● WHAT TO WORK ON: The records should be written out in full, with nothing altered.

Point placement records

__________

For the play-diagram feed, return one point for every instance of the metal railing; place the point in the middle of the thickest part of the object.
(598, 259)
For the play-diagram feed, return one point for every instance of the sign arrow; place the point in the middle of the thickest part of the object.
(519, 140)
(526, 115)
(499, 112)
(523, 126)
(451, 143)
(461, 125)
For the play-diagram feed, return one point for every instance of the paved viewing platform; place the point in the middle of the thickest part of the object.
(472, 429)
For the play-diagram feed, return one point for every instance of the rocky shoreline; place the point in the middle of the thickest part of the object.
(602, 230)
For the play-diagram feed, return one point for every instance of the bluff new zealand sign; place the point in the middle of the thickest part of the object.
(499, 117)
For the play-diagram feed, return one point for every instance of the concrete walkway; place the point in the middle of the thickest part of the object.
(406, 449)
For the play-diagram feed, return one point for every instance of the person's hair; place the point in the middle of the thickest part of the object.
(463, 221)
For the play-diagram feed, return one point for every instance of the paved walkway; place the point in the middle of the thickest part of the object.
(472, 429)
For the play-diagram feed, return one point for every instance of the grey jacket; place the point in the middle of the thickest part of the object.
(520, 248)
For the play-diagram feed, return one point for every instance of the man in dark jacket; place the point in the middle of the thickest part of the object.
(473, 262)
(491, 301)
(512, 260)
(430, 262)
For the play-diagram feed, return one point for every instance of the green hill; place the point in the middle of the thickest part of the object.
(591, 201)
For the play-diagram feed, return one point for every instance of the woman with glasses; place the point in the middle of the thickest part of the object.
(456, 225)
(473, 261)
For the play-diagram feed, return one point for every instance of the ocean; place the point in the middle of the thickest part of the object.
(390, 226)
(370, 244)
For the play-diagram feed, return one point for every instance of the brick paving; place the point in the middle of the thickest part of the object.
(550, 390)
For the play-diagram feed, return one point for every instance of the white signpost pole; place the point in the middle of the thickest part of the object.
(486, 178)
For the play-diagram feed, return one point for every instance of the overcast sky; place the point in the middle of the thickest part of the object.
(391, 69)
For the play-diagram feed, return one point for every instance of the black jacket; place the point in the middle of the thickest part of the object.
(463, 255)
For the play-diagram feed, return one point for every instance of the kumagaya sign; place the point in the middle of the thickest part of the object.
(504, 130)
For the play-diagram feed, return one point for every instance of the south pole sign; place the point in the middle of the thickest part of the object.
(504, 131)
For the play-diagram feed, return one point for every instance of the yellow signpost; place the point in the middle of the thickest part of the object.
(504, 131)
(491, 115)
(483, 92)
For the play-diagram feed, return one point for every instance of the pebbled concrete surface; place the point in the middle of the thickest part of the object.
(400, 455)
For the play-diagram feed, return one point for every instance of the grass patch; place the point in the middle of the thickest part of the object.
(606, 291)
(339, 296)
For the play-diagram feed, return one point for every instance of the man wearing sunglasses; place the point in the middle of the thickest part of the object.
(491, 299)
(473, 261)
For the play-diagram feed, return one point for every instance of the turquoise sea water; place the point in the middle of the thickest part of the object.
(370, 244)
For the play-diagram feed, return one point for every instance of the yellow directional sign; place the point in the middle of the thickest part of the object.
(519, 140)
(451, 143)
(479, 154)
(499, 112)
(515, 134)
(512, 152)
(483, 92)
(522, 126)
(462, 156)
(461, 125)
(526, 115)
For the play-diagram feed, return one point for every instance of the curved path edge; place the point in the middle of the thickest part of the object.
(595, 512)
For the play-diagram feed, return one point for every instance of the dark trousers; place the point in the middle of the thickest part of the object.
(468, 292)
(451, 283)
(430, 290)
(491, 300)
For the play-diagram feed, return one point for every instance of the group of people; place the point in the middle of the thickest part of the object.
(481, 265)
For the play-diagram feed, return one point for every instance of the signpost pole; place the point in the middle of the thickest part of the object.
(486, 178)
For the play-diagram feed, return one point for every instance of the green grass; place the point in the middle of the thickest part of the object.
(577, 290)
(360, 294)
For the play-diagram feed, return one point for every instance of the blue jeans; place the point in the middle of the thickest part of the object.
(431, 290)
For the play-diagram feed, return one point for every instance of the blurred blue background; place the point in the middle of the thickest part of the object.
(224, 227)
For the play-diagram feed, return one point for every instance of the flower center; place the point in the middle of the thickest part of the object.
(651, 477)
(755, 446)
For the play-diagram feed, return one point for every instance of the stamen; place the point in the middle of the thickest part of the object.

__________

● ANSWER TO THE PROBLEM:
For the play-diagram feed, return one point for every instance of the metal railing; place the point in the middle of the thickest part of the object.
(598, 259)
For the play-diagram feed, return one point for every instance of the sign arrow; place the point in the middle of the thickest part of the object.
(519, 140)
(526, 115)
(499, 112)
(523, 126)
(451, 143)
(461, 125)
For the play-diagram feed, return one point for every instance of the paved viewing platform; place the point in the middle of the thickest part of the object.
(472, 429)
For the play-diagram feed, return one point for every instance of the rocky shoreline; place the point in the middle of the thickest part of the object.
(602, 230)
For the play-diagram feed, return one point for every instance of the bluff new zealand sign; place the point in the middle of the thickest part of the object.
(499, 117)
For the play-diagram feed, return one point for every instance of the concrete walkway; place the point in the middle of the thickest part of the object.
(406, 449)
For the play-diagram feed, return one point for every instance of the person's hair; place the point in the middle of the thickest part of the object.
(463, 221)
For the play-diagram feed, return one point for every instance of the paved walkway; place the point in the middle of the thickest part of the object.
(472, 429)
For the play-diagram feed, return one point for every instance of the grey jacket; place the point in the middle of the thickest part of the object.
(520, 248)
For the play-diagram feed, return one point for every instance of the man in dark jacket; place the point in the middle of the thickest part of the object.
(473, 262)
(491, 301)
(512, 260)
(430, 262)
For the play-diagram feed, return one point for every instance of the green hill; place the point in the middle of the thickest part of the object.
(591, 201)
For the play-diagram feed, return one point for every instance of the woman with glasses; place the point in the middle of the thickest part of the object.
(456, 225)
(473, 261)
For the play-diagram feed, return one point for every instance of the ocean; place the point in the middle of the thickest part of the object.
(390, 226)
(370, 244)
For the play-diagram feed, return one point for every instance of the brick paving; place the point in the middle of the thickest part of the object.
(550, 390)
For the play-diagram feed, return one point for every instance of the white signpost pole; place the point in the middle of the thickest part of the object.
(486, 178)
For the play-diagram feed, return one point for every instance of the overcast sky; place the point in the middle of the thickest part of the object.
(391, 69)
For the play-diagram feed, return one point for every instance of the black jacket; place the point in the middle of the thickest part of the object.
(463, 255)
For the play-diagram feed, return one point for every instance of the kumagaya sign; place the point in the middle of the thickest part of the object.
(504, 130)
For the play-diagram feed, return one point for every instance of the south pole sign; place the point in the middle of the thickest part of the object.
(504, 131)
For the play-diagram feed, return one point for every instance of the yellow signpost; place the point in the middle of the thickest part of the object.
(504, 131)
(491, 115)
(483, 92)
For the play-diagram feed, return one point for every instance of the pebbled concrete surface; place the point in the middle of the thickest part of the object.
(400, 455)
For the play-diagram feed, return one point for every instance of the grass patch; place the point in the middle of the thickest part of the object.
(606, 291)
(339, 296)
For the play-diagram feed, return one point for every instance of the man wearing sunglasses; place the point in the middle of the thickest part of the object.
(491, 299)
(473, 261)
For the play-diagram feed, return one point for every instance of the turquoise sea water; place the point in the middle of the thickest part of the object.
(370, 244)
For the play-diagram feed, return one point for every instance of the yellow directional sign; place the point in the middle of the thickest part of the object.
(519, 140)
(451, 143)
(479, 154)
(499, 112)
(515, 134)
(512, 152)
(483, 92)
(522, 126)
(462, 156)
(461, 125)
(526, 115)
For the play-diagram feed, return one point for every instance of the curved path edge; place the point in the middle of the thickest part of the object.
(595, 512)
For the play-diagram feed, return one point for every instance of the dark trousers; place the point in the middle of the thickest part of the object.
(468, 292)
(451, 283)
(430, 290)
(491, 300)
For the play-diagram feed, return one point for every instance of the group of people; place the point in the middle of the thickest part of the object.
(481, 265)
For the play-diagram feed, return one point for every instance of the signpost pole; place the point in the middle of the thickest part of the object.
(486, 178)
For the play-diagram feed, return one point for every instance of the green grass; place the point in the middle of the thickest part of the object.
(577, 290)
(360, 294)
For the play-diagram feed, return one point for every instance of the blue jeans; place the point in the middle of the thickest part of the object.
(431, 290)
For the play-diagram feed, return one point for every instance of the blurred blue background; place the point in the middle of the thickest part of the object.
(224, 227)
For the play-diagram feed, return one point for every instance of the flower center; place the point in the middle of the thickest part of the object.
(651, 477)
(755, 446)
For the play-diagram feed, return one point for every instance of the stamen; place the point in the middle of the thickest part of the object.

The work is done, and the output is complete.